• _Your task_
Please return the full listing exactly as written, with the images removed.

- Opening Delimiter -

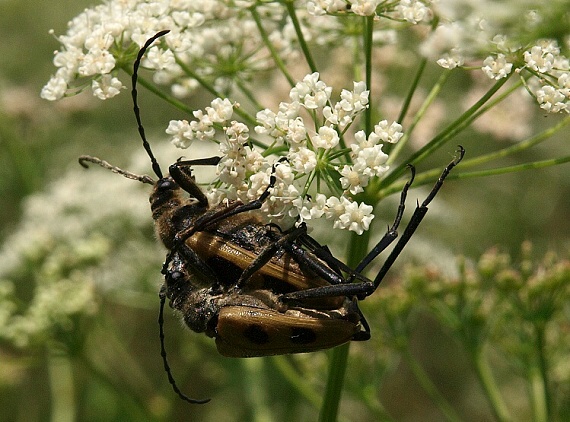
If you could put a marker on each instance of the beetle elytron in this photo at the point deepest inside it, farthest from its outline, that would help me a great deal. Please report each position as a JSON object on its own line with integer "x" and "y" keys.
{"x": 256, "y": 289}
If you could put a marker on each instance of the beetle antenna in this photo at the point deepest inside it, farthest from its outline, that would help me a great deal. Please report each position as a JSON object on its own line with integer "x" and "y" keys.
{"x": 84, "y": 159}
{"x": 165, "y": 361}
{"x": 134, "y": 94}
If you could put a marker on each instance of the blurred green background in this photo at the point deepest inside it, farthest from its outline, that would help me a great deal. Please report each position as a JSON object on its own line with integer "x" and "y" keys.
{"x": 117, "y": 372}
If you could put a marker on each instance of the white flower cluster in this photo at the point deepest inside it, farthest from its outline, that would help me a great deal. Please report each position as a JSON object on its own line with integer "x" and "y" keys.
{"x": 205, "y": 35}
{"x": 412, "y": 11}
{"x": 311, "y": 129}
{"x": 72, "y": 246}
{"x": 454, "y": 43}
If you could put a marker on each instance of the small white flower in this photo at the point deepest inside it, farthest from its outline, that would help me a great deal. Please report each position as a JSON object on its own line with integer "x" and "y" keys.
{"x": 539, "y": 59}
{"x": 497, "y": 68}
{"x": 335, "y": 207}
{"x": 364, "y": 7}
{"x": 551, "y": 99}
{"x": 388, "y": 133}
{"x": 327, "y": 138}
{"x": 96, "y": 61}
{"x": 413, "y": 11}
{"x": 106, "y": 87}
{"x": 182, "y": 134}
{"x": 303, "y": 160}
{"x": 54, "y": 89}
{"x": 237, "y": 134}
{"x": 221, "y": 110}
{"x": 353, "y": 180}
{"x": 452, "y": 59}
{"x": 356, "y": 217}
{"x": 159, "y": 59}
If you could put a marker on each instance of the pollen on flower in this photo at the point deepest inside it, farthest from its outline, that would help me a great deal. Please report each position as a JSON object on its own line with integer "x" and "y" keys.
{"x": 107, "y": 87}
{"x": 182, "y": 134}
{"x": 356, "y": 217}
{"x": 497, "y": 67}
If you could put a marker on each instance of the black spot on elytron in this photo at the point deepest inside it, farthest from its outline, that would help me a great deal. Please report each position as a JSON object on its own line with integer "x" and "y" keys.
{"x": 256, "y": 334}
{"x": 302, "y": 335}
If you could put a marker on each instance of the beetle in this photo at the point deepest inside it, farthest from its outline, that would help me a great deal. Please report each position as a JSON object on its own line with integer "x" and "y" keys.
{"x": 257, "y": 289}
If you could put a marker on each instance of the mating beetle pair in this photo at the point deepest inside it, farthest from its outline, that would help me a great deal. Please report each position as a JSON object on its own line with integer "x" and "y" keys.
{"x": 256, "y": 289}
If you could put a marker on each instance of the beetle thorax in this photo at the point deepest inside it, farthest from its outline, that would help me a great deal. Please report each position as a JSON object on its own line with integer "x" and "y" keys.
{"x": 172, "y": 210}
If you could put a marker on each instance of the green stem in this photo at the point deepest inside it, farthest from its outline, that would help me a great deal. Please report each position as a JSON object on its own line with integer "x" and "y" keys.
{"x": 368, "y": 33}
{"x": 296, "y": 380}
{"x": 418, "y": 116}
{"x": 257, "y": 392}
{"x": 537, "y": 395}
{"x": 159, "y": 93}
{"x": 337, "y": 369}
{"x": 518, "y": 147}
{"x": 412, "y": 90}
{"x": 302, "y": 42}
{"x": 511, "y": 169}
{"x": 539, "y": 379}
{"x": 278, "y": 61}
{"x": 429, "y": 387}
{"x": 239, "y": 111}
{"x": 490, "y": 388}
{"x": 444, "y": 136}
{"x": 61, "y": 387}
{"x": 358, "y": 247}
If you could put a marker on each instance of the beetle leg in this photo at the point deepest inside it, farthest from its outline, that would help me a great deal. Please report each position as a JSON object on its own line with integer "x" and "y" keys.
{"x": 266, "y": 254}
{"x": 363, "y": 289}
{"x": 197, "y": 264}
{"x": 209, "y": 220}
{"x": 171, "y": 380}
{"x": 181, "y": 172}
{"x": 417, "y": 217}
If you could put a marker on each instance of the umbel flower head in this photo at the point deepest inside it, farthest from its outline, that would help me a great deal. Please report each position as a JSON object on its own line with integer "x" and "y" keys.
{"x": 312, "y": 130}
{"x": 322, "y": 161}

- Closing Delimiter -

• _Response to this task_
If you could put a marker on each instance of the beetle elytron in this photo at the point deepest inside it, farthest from its outline, that would help me a great deal. Please report each position as a JSON object on its own line with integer "x" and "y" keys.
{"x": 256, "y": 289}
If you could put a marker on each instance of the beetle antenna in this photo at the point deepest inside it, farthest from its outline, that would help me a great deal. Please report each position as a JSON object on its own line with integer "x" and "y" keys.
{"x": 84, "y": 159}
{"x": 165, "y": 361}
{"x": 134, "y": 94}
If you could put a marker on each instance of the blurred green background in this photo at the point deepest inside it, farthest from its outline, that would help me a great deal. Please report each position as a JSON object on its own line with integer "x" and "y" keys.
{"x": 117, "y": 372}
If you could put a marker on each instance of the white flower cluster in this photo at the point deepest inside it, farthest from its outline, that would help me a great deal. Please report each position as a JSON object on its own line with integer "x" and "y" keys.
{"x": 205, "y": 35}
{"x": 412, "y": 11}
{"x": 311, "y": 129}
{"x": 72, "y": 246}
{"x": 454, "y": 43}
If you could put a marker on each instance of the small white flower in this photo at the point deepest inside it, farthest from its outline, that would help me a great deal. Please report each position as a JSON object on its own line with integer "x" and "y" keys.
{"x": 539, "y": 59}
{"x": 497, "y": 68}
{"x": 335, "y": 207}
{"x": 364, "y": 7}
{"x": 551, "y": 99}
{"x": 388, "y": 133}
{"x": 327, "y": 138}
{"x": 96, "y": 61}
{"x": 413, "y": 11}
{"x": 106, "y": 87}
{"x": 182, "y": 134}
{"x": 303, "y": 160}
{"x": 54, "y": 89}
{"x": 237, "y": 134}
{"x": 221, "y": 110}
{"x": 353, "y": 180}
{"x": 452, "y": 59}
{"x": 356, "y": 217}
{"x": 159, "y": 59}
If you could put a marker on each instance of the pollen on flower in this photo at the point deepest inside it, farthest from its outline, that would help me a great deal. Please report each position as a JSON object on its own line with integer "x" and "y" keys.
{"x": 107, "y": 87}
{"x": 182, "y": 134}
{"x": 356, "y": 217}
{"x": 497, "y": 67}
If you could put a marker on each instance of the black spot on elytron in this photo at the point deepest inside it, farthest from its outline, that would help me a great deal. Please report each position as a JSON object on its own line with integer "x" and "y" keys.
{"x": 256, "y": 334}
{"x": 302, "y": 335}
If you could put a marker on each instance of the beetle in this photo at the point deepest inside it, farthest from its outline, that would help me a great deal. Please report each position as a JSON object on its own line with integer "x" and "y" keys.
{"x": 257, "y": 289}
If you could put a marker on each instance of the mating beetle pair in this photo at the point deepest inside it, farthest from its outline, that would help me a great deal. Please report each position as a JSON object on its own line with integer "x" and "y" keys.
{"x": 256, "y": 289}
If you could put a marker on each instance of the beetle thorax in this photo at the point deepest inside it, farthest from its outline, that would help me a great deal. Please report each position as a JSON object on its own line with integer "x" and "y" keys.
{"x": 172, "y": 210}
If you could put a marker on each instance of the green stem in this photo at the point deepest inside it, farthest from its outline, that would help me a great deal. Please report each position as a JSON object on its own line with integer "x" and "y" keys.
{"x": 368, "y": 33}
{"x": 296, "y": 380}
{"x": 418, "y": 116}
{"x": 257, "y": 392}
{"x": 537, "y": 395}
{"x": 159, "y": 93}
{"x": 337, "y": 369}
{"x": 518, "y": 147}
{"x": 412, "y": 90}
{"x": 302, "y": 42}
{"x": 511, "y": 169}
{"x": 539, "y": 379}
{"x": 278, "y": 61}
{"x": 429, "y": 387}
{"x": 239, "y": 111}
{"x": 490, "y": 388}
{"x": 444, "y": 136}
{"x": 61, "y": 387}
{"x": 358, "y": 247}
If you could put a marker on each instance of the beetle leg in this photo at the point deepest inside it, farthest from its outline, that would help me a great deal. Please report each position as a JSON object on its own line with integer "x" and "y" keys.
{"x": 266, "y": 254}
{"x": 363, "y": 289}
{"x": 197, "y": 264}
{"x": 209, "y": 220}
{"x": 171, "y": 380}
{"x": 181, "y": 172}
{"x": 417, "y": 217}
If you could put a marker on each instance of the umbel flower head in this photo at the point deepest inside it, farthest from its outline, that would help me a great deal. Please report each position as a JSON object on its own line with integer "x" and "y" keys.
{"x": 312, "y": 130}
{"x": 322, "y": 161}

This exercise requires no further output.